START Task data

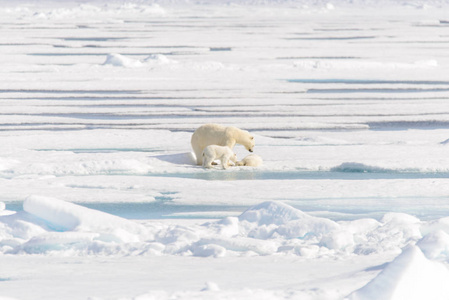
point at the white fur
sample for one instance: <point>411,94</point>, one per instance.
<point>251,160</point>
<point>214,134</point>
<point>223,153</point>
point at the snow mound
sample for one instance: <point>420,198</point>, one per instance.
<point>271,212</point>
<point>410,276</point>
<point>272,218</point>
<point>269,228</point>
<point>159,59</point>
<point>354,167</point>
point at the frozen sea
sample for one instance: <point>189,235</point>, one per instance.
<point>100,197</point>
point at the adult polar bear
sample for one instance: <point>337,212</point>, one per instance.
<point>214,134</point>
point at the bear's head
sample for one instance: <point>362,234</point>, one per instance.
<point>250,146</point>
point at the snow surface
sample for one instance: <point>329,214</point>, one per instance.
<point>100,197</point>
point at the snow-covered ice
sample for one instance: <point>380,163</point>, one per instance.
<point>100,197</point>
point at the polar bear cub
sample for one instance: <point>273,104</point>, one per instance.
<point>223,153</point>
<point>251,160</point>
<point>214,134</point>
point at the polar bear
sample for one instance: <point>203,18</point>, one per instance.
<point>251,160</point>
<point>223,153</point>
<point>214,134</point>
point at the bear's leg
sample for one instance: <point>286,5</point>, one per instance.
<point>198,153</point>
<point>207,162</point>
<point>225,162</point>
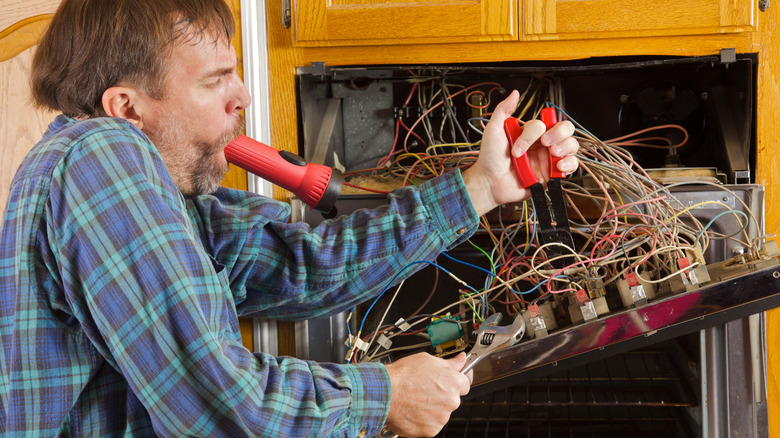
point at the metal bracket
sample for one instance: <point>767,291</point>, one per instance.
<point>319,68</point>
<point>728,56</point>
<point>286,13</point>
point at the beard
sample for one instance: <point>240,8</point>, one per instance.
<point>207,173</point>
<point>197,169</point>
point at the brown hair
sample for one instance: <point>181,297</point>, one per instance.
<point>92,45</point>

END Task data

Activity: Excluding pictures, copy exactly the lines from the line containing "point at the frozen sea" through the last line of the data, inclusive.

Written reply:
point at the frozen sea
sample for one instance: <point>189,235</point>, one per instance.
<point>100,197</point>
point at the adult polar bear
sample for one instance: <point>337,212</point>, one per instance.
<point>214,134</point>
point at the bear's head
sample for one instance: <point>362,234</point>, one per instance.
<point>250,146</point>
point at the snow surface
sample for one instance: <point>329,214</point>, one per instance.
<point>100,197</point>
point at the snow-covered ice
sample for one instance: <point>380,163</point>, one per instance.
<point>100,197</point>
point at the polar bear cub
sample for one instance: <point>273,104</point>, one per instance.
<point>223,153</point>
<point>251,160</point>
<point>214,134</point>
point at the polar bear
sample for one instance: <point>203,18</point>, one per instance.
<point>251,160</point>
<point>223,153</point>
<point>214,134</point>
point at the bear's leg
sample for one instance: <point>286,5</point>, one per instance.
<point>198,153</point>
<point>207,162</point>
<point>225,162</point>
point at the metal bracket
sample for one instance: <point>767,291</point>, one per instance.
<point>319,68</point>
<point>728,56</point>
<point>286,13</point>
point at the beard
sample for one instance: <point>240,8</point>, one per instance.
<point>207,173</point>
<point>197,169</point>
point at the brown hair
sample for one instance: <point>181,297</point>, one per instance.
<point>92,45</point>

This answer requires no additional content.